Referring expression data
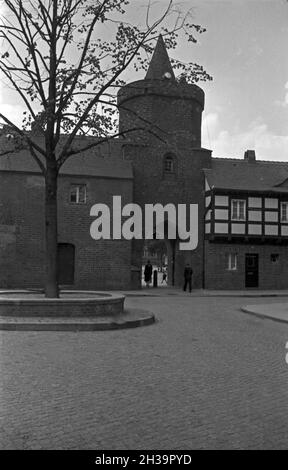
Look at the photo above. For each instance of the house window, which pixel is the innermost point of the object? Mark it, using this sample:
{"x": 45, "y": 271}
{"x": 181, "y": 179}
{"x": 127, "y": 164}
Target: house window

## Exercise brief
Should a picture appear among the entries, skip it and copy the rest exactly.

## Your solution
Look at the photo above. For each instance of the house window, which pixel is the innermost point of the object? Mark it, using this sample:
{"x": 45, "y": 271}
{"x": 181, "y": 179}
{"x": 127, "y": 164}
Target: house window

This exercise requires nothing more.